● **TASK INSTRUCTIONS**
Reproduce every line of the listing, requests included, from the line holding "clock face and report the position of each." through the end of the listing, inclusive, and output only those lines. In the answers, multiply each point coordinate by 2.3 and round it to a whole number, rounding halves up.

-- Begin DATA TO PROCESS --

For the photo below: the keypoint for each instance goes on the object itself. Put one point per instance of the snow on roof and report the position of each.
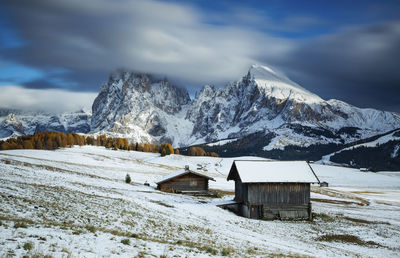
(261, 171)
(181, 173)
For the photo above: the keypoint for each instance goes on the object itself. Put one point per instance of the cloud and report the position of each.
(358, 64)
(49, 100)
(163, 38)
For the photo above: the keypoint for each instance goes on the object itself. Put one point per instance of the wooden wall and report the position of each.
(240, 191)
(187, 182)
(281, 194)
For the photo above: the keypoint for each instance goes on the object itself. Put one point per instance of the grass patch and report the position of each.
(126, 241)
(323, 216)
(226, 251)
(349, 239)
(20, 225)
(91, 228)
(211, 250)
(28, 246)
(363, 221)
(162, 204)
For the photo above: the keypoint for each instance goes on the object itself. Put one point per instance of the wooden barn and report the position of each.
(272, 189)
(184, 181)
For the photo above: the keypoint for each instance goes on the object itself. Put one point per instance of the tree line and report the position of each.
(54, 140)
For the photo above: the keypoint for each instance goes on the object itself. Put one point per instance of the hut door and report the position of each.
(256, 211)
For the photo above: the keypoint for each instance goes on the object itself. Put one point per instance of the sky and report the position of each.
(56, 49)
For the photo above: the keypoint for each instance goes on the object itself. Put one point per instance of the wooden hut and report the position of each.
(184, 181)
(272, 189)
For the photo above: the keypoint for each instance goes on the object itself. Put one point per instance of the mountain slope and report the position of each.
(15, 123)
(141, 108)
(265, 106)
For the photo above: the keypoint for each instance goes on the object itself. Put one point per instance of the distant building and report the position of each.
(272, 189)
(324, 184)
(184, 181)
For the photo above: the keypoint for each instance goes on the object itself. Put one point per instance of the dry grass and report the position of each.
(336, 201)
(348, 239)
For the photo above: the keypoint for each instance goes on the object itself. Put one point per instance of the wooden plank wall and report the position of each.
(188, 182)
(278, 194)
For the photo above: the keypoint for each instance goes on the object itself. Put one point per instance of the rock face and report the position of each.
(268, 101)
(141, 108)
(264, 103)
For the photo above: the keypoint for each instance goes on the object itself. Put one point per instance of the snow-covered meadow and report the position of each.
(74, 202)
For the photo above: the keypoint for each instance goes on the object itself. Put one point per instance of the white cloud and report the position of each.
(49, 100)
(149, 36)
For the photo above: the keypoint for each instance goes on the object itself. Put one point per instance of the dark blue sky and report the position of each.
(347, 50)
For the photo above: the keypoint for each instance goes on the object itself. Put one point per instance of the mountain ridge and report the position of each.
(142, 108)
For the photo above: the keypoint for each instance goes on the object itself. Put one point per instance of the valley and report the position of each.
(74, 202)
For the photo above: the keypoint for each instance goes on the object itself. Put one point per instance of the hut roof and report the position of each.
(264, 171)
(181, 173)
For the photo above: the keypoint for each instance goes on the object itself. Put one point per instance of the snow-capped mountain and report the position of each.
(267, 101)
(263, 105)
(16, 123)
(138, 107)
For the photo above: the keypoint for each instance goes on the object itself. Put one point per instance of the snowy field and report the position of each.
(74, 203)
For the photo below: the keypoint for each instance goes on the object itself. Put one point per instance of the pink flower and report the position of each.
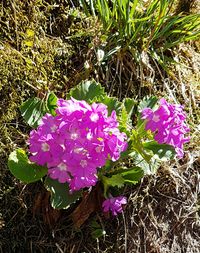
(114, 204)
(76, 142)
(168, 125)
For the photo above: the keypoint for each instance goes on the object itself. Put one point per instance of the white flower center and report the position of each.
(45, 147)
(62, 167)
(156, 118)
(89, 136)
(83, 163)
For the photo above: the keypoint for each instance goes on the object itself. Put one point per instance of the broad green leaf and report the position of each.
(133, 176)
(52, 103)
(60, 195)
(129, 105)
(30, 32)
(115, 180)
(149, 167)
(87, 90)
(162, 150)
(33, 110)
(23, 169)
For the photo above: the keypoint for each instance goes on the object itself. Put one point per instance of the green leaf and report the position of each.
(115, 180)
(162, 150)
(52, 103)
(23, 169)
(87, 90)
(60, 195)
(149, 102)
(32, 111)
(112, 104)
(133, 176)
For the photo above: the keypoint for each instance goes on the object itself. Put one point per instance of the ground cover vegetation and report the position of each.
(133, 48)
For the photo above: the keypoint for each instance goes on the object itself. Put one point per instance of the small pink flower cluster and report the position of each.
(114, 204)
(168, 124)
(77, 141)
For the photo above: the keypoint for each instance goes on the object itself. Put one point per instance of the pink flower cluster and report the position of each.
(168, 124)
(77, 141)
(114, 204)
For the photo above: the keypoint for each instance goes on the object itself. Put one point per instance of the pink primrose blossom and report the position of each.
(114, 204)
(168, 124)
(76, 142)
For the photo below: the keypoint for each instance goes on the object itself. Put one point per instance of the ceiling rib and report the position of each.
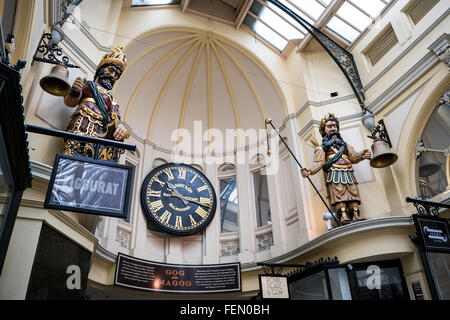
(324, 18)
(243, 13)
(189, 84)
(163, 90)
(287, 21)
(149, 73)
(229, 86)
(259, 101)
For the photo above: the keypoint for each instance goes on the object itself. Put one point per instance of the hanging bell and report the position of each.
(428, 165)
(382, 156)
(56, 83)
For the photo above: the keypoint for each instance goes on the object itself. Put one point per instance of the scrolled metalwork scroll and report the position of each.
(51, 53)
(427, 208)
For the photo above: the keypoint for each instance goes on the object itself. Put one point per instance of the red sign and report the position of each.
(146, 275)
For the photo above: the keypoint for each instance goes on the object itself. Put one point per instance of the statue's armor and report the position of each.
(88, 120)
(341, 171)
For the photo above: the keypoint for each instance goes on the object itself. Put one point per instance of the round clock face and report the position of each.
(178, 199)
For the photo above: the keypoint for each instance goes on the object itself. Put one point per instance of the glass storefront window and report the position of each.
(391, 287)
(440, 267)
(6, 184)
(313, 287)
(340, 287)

-- End DATA TO PROCESS --

● **SOLUTION FOR THIS TASK**
For the photo above: the keypoint for each instance goes on the object itself. Put one point per instance of the round clock face and report the position of each.
(409, 458)
For the photo above: the keypoint for each instance goes on the object itself. Put one point per instance of the glass storefront window and report the position of each.
(899, 660)
(1012, 614)
(14, 423)
(720, 660)
(782, 660)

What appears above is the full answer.